Repeat word for word the passage of the nostalgia piece below, beginning at the words "Maybe we need" and stopping after "you’re old school.".
*** Source excerpt
The baseball player was right about one thing – Nostalgia is not what it used to be.  Rewriting history to favor any particular opinion is not new or unusual.  What is different is the opportunities of expression.  Social media, for example, allows for immediate dissemination of whatever nonsense is popular at the moment.  Little effort is made to examine the facts – each sound bite is designed to conjure an emotional response.   We live in emotionally turbulent times.  In many ways our emotions are driving our thinking – rather than the other way around.  But it is not just social media at fault – there are media wars over the best presentation of nostalgia.

From the Pittsburgh Tribune-Review  in a 2010 interview with Republican House Speaker John Boehner:

“They’re snuffing out the America that I grew up in,” Boehner said. “Right now, we’ve got more Americans engaged in their government than at any time in our history. There’s a political rebellion brewing, and I don’t think we’ve seen anything like it since 1776.”

What did Speaker Boehner mean?  What is he trying to convey?   The key to his nostalgia is the embedded comment ‘…the America that I grew up in”.  This attempt to qualify and affirm his view is based on his recollections of his upbringing – nostallgia.

Most of us think of nostalgia as simply wistfulness or longing or melancholy – or perhaps homesickness or reminiscence.  Joyful memories of the past are pleasant and heartwarming – but are they accurate measurements of what has been, to be used as a guide for what we must do.  Must government make policy decisions, pass laws, based on the sweet memories of childhood?

Maybe we need to look at more nostalgia.

How about this this jewel from Facebook: 

        I’m old school. I believe in Having good manners, Respecting my elders and Helping others When I can…Share if you’re old school.

Well – there you go.  If you are not ‘old-school’ then you are clearly a person with no moral values.

Here is another Facebook reminiscence:

       Anyone who was born in the 50’s, 60’s, 70’s… We are the last generation who played in the street.  We played outside until the street lights came on.  Our mothers did not worry about us.  We are the first who played video games, the last to record songs off the radio on a cassette tape.  We walked over a mile with no worries on being taken.  We learned how to program the VCR before anyone else, we played from Atari to Nintendo… We are the generation of of Tom and Jerry, Looney Toons, Captain Kangaroo.  We traveled in cars without seat belts or air-bags, lived without cell phones.  We did not have flat screens, surround sound, iPods, Facebook, Twitter, computers or the internet… But nevertheless we had a Great time.  Re-post if you’re a 50’s or 60’s or 70’s baby.
******
*** Dataset content
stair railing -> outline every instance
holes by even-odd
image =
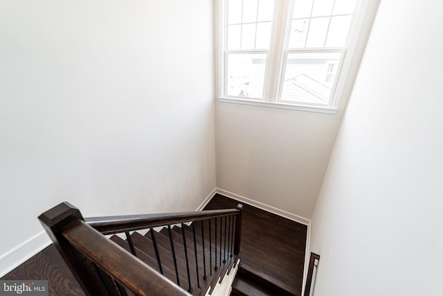
[[[180,282],[171,226],[177,224],[181,226],[188,273],[186,288],[192,293],[193,284],[188,259],[188,252],[192,250],[186,247],[190,238],[186,235],[185,223],[192,223],[190,239],[193,241],[197,279],[194,284],[199,288],[196,232],[199,230],[201,234],[202,279],[206,280],[208,276],[213,276],[228,261],[225,271],[228,273],[235,268],[240,254],[242,213],[242,205],[239,204],[237,209],[232,209],[83,218],[78,209],[69,202],[62,202],[40,215],[39,219],[87,295],[126,296],[127,290],[141,296],[185,295],[188,294],[181,288],[185,286],[185,283]],[[154,227],[168,227],[176,283],[162,276],[162,263],[154,231]],[[141,229],[149,229],[150,232],[159,271],[137,258],[130,232]],[[124,234],[129,252],[105,236],[115,234]],[[205,238],[208,238],[207,245]],[[206,270],[205,245],[209,249],[209,275]]]

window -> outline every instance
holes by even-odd
[[[368,0],[220,1],[219,96],[336,107],[356,6]]]

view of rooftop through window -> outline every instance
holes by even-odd
[[[273,0],[227,0],[225,95],[329,105],[356,1],[293,0],[285,21],[273,19]],[[278,21],[283,24],[280,31],[273,28]],[[280,38],[272,39],[272,34]],[[271,64],[269,54],[278,49],[282,58]],[[271,68],[280,77],[278,85],[265,85]],[[266,87],[277,89],[276,98],[264,98]]]

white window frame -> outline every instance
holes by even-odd
[[[352,91],[358,68],[364,52],[370,28],[378,8],[379,0],[357,0],[354,17],[350,28],[349,37],[344,48],[339,49],[287,49],[289,32],[291,18],[291,6],[293,0],[275,0],[273,20],[271,30],[271,48],[269,50],[238,51],[239,53],[267,53],[264,84],[262,100],[244,97],[226,96],[225,86],[227,85],[227,52],[226,51],[226,0],[217,0],[215,9],[215,54],[216,54],[216,82],[217,97],[219,102],[253,105],[262,107],[270,107],[310,111],[322,113],[335,114],[338,110],[344,107]],[[318,51],[331,52],[337,51],[342,53],[343,58],[337,65],[336,75],[334,78],[333,93],[329,104],[317,105],[305,103],[289,103],[280,101],[284,75],[284,62],[287,55],[292,52],[313,52]]]

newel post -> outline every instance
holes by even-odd
[[[240,210],[235,216],[235,239],[234,241],[234,254],[240,254],[240,245],[242,243],[242,222],[243,220],[243,204],[238,204],[237,209]]]
[[[84,220],[79,209],[64,202],[45,211],[38,219],[86,295],[109,295],[96,266],[63,236],[63,231],[70,223]]]

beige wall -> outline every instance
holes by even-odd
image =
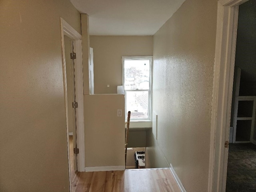
[[[68,0],[0,1],[0,191],[69,191],[60,17]]]
[[[124,95],[84,97],[86,167],[124,167]],[[117,109],[122,109],[122,117],[117,116]]]
[[[187,0],[154,36],[155,145],[187,191],[207,191],[217,2]]]
[[[91,36],[90,45],[93,48],[95,94],[116,93],[116,86],[122,84],[122,56],[153,54],[152,36]]]

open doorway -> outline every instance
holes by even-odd
[[[66,74],[68,99],[67,129],[68,132],[69,144],[69,161],[70,162],[70,179],[71,186],[76,172],[77,171],[77,154],[74,154],[74,148],[77,148],[76,142],[76,81],[74,51],[74,41],[66,35],[64,36]],[[76,151],[75,152],[76,152]]]
[[[256,2],[239,5],[226,192],[256,188]]]
[[[238,7],[247,1],[218,2],[208,191],[226,191]]]
[[[73,156],[74,163],[72,164],[74,165],[73,170],[83,172],[85,171],[85,168],[82,36],[62,18],[60,18],[60,25],[66,111],[67,158],[70,191],[71,191],[71,164],[72,163],[71,159],[73,153],[75,155]],[[66,53],[66,52],[70,52]],[[66,65],[68,65],[70,62],[70,65],[67,69]],[[70,71],[69,71],[69,69]],[[71,103],[70,102],[70,99],[69,102],[68,95],[68,84],[69,83],[70,83],[70,85],[71,85],[72,87],[71,89],[69,89],[71,90],[70,94],[72,95],[72,96],[69,97],[70,99],[71,98],[71,100],[73,100]],[[78,107],[78,106],[79,107]],[[72,120],[70,121],[70,116],[72,116]],[[73,146],[72,144],[70,146],[70,141],[73,141]]]

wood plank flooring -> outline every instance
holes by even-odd
[[[72,192],[181,192],[169,168],[78,172]]]

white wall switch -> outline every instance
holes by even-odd
[[[122,109],[117,110],[117,116],[122,117]]]

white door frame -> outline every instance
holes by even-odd
[[[225,192],[238,6],[248,0],[220,0],[210,140],[208,192]]]
[[[84,119],[84,88],[83,80],[83,65],[82,46],[82,35],[76,31],[70,25],[63,19],[60,18],[61,28],[61,40],[62,50],[62,64],[63,68],[63,79],[64,82],[64,93],[66,112],[66,118],[68,124],[68,94],[67,91],[67,79],[66,76],[66,59],[65,56],[65,45],[64,35],[66,35],[74,40],[74,51],[76,53],[76,59],[75,60],[75,76],[76,81],[76,97],[78,103],[78,107],[76,109],[77,142],[77,147],[79,149],[79,153],[77,154],[77,169],[79,172],[85,171],[85,146]],[[67,140],[69,144],[69,140],[68,130],[67,126]],[[68,158],[69,159],[69,150],[68,148]],[[69,171],[70,173],[70,185],[71,187],[70,161],[68,160]]]

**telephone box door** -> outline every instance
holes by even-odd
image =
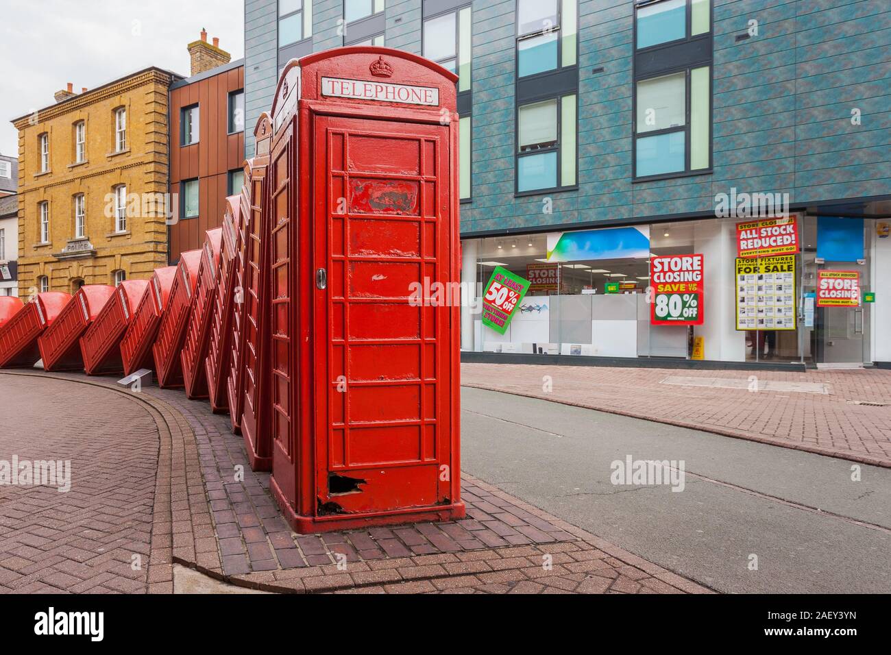
[[[315,127],[318,511],[448,504],[454,303],[431,294],[457,282],[450,127],[336,116]]]

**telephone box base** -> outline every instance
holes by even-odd
[[[244,450],[248,454],[248,462],[250,463],[251,471],[272,471],[273,458],[257,454],[254,444],[245,430],[241,430],[241,438],[244,439]]]
[[[279,509],[284,515],[294,532],[298,535],[312,535],[317,532],[334,532],[336,530],[351,530],[359,528],[372,528],[375,526],[390,526],[401,523],[418,523],[421,521],[446,521],[463,519],[466,508],[463,502],[448,505],[433,507],[406,507],[387,512],[370,512],[355,514],[331,514],[330,516],[301,516],[285,500],[284,495],[275,483],[274,478],[269,479],[269,488]]]

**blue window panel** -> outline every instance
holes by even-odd
[[[544,73],[557,68],[557,33],[543,34],[519,42],[518,77]]]
[[[637,47],[675,41],[686,36],[686,0],[668,0],[637,11]]]
[[[683,132],[642,136],[637,139],[637,176],[683,171]]]
[[[520,157],[517,163],[518,191],[552,189],[557,186],[557,153],[542,152]]]

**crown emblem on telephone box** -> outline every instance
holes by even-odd
[[[372,61],[372,65],[368,67],[368,70],[372,71],[372,75],[375,78],[393,77],[393,67],[384,61],[383,57],[378,57],[377,61]]]

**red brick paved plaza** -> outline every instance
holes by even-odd
[[[0,487],[3,593],[171,593],[174,562],[282,593],[709,591],[469,476],[465,520],[298,536],[207,403],[80,374],[0,385],[0,459],[71,463],[67,493]]]

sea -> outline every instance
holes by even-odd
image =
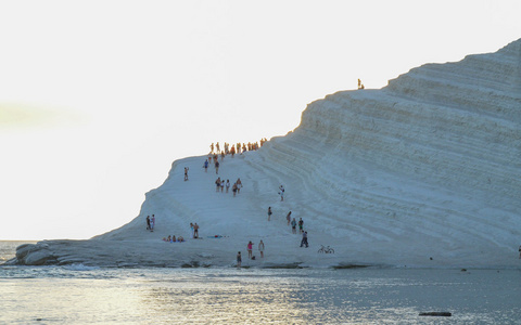
[[[521,271],[4,264],[0,324],[521,324]]]

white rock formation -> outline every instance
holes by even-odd
[[[264,239],[267,257],[253,265],[518,266],[521,39],[496,53],[414,68],[381,90],[309,104],[293,132],[225,158],[219,176],[241,178],[238,197],[215,192],[217,176],[204,172],[204,158],[175,161],[135,220],[86,242],[106,256],[91,251],[91,262],[229,265],[247,240]],[[304,219],[312,249],[300,248],[287,226],[290,210]],[[152,213],[154,233],[144,230]],[[161,240],[188,238],[190,222],[204,240]],[[47,244],[60,260],[63,248]],[[317,255],[318,244],[332,245],[334,256]],[[68,246],[74,255],[78,245]],[[76,249],[75,260],[81,255]]]

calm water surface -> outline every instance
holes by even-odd
[[[448,311],[452,317],[422,317]],[[521,324],[519,270],[0,266],[0,324]]]

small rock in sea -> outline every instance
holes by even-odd
[[[420,313],[420,316],[444,316],[450,317],[453,314],[449,312],[428,312],[428,313]]]

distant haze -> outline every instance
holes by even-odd
[[[170,164],[521,37],[520,1],[0,1],[0,239],[89,238]]]

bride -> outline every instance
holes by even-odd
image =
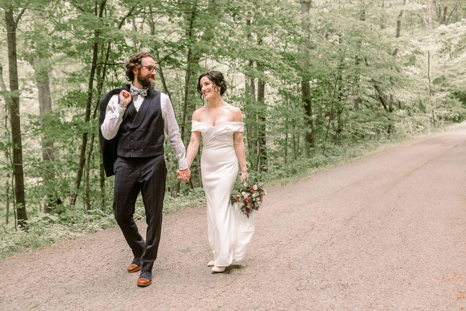
[[[240,260],[254,233],[253,217],[246,217],[230,203],[238,174],[248,180],[243,132],[244,123],[239,109],[227,104],[222,95],[227,89],[223,74],[211,71],[198,79],[198,92],[207,104],[193,113],[191,140],[186,152],[188,166],[199,149],[202,184],[207,205],[207,233],[214,259],[207,264],[213,272],[223,272],[233,259]],[[187,181],[189,176],[182,175]]]

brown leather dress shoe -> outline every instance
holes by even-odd
[[[128,272],[130,273],[136,272],[141,270],[141,266],[138,266],[135,263],[132,263],[128,266]]]
[[[152,284],[152,281],[144,277],[139,277],[137,280],[137,285],[139,286],[149,286],[151,284]]]
[[[137,280],[137,285],[139,286],[149,286],[152,284],[152,273],[147,271],[143,271],[139,276]]]

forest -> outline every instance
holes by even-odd
[[[186,146],[198,77],[224,73],[266,183],[466,119],[465,0],[0,3],[2,256],[115,225],[99,102],[137,51],[155,57]],[[200,157],[184,185],[166,147],[167,208],[202,202]]]

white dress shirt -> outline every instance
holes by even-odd
[[[133,84],[131,87],[136,88]],[[133,102],[136,110],[138,111],[141,104],[145,98],[141,95],[133,97]],[[118,94],[112,96],[108,102],[107,110],[105,111],[105,119],[100,126],[102,135],[106,139],[110,140],[116,136],[120,124],[123,121],[123,116],[126,110],[126,108],[121,108],[118,104]],[[168,143],[175,151],[175,156],[178,161],[180,170],[188,168],[186,161],[186,149],[180,135],[178,123],[175,118],[175,112],[168,95],[160,93],[160,105],[162,116],[164,120],[164,129],[166,133]]]

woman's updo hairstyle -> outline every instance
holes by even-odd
******
Result:
Maybe we need to look at more nostalgia.

How about this this jewel from Facebook: 

        I’m old school. I believe in Having good manners, Respecting my elders and Helping others When I can…Share if you’re old school.